◆ Directions for this task
In the album review below, rewrite the paragraph beginning "If you accept that life is chaos" in shorter form while keeping its main points.
*** Document excerpt
Yves Tumor’s ‘Praise a Lord Who Chews But Which Does Not Consume; (Or Simply, Hot Between Worlds)‘ is Music Feeds’ Album of the Week. Joseph Earp reviews.
If you accept that life is chaos – that shit, unfortunately, happens all the time – then it’s hard to know what to do next. Your best intentions will fall apart. Your perfect plans will wither. You’ll either set up a sense-making system that will buckle under the weight of sheer randomness, or you’ll just get buffeted around, chaotically, till you die.
The latter option makes you feel powerless. The former option enrols you in a life of constant disappointment and readjustment, watching things fall apart, and then building them up again, knowing that they won’t last long either.
Praise A Lord Who Chews But Which Does Not Consume; (Or Simply, Hot Between Worlds)
Praise A Lord Who Chews But Which Does Not Consume; (Or Simply, Hot Between Worlds), the new album by Yves Tumor, takes the former route. As its weighty, profound title implies – gotta love that “simply” following the least simple album title ever, right? – the record alternates between grandiosity and pathetic, crushing disappointment.
******
*** Raw data
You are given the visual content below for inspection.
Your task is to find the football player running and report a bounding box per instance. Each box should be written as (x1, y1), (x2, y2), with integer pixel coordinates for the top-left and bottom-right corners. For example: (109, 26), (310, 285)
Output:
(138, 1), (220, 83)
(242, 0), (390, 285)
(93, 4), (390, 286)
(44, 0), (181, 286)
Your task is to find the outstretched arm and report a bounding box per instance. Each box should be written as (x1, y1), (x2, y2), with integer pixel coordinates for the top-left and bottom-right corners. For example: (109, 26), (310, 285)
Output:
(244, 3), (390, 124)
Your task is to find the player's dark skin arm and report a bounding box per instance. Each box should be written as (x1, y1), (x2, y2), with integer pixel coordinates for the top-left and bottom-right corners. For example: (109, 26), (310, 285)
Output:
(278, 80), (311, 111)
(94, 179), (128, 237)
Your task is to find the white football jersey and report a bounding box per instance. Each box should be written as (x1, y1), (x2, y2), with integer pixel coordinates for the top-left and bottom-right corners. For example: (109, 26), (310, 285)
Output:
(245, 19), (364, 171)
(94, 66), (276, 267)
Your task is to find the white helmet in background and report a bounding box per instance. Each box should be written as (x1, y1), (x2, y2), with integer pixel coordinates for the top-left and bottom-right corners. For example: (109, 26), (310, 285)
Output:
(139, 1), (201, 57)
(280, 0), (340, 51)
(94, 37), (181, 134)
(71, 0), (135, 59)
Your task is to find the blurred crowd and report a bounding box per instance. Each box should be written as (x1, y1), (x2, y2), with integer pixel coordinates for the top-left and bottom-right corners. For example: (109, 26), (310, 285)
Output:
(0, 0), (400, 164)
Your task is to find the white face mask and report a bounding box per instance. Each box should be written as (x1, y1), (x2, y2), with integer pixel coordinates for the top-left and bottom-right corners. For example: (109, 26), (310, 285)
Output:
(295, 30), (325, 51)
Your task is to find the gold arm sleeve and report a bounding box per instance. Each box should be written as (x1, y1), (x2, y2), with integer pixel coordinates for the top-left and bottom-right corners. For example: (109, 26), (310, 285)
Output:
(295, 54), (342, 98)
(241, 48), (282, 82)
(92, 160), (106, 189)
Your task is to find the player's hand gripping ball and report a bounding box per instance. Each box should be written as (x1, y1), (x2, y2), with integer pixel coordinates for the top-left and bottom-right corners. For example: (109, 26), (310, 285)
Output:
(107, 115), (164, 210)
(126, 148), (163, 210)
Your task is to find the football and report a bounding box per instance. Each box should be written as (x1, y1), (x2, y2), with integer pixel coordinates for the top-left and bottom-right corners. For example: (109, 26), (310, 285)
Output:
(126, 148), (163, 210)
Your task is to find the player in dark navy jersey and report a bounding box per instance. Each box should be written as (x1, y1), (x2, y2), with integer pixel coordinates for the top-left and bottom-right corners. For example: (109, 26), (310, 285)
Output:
******
◆ Written reply
If life is chaos, it's hard to know what to do next, since intentions fail and plans wither. You either build a sense-making system that buckles under randomness or get buffeted around until you die.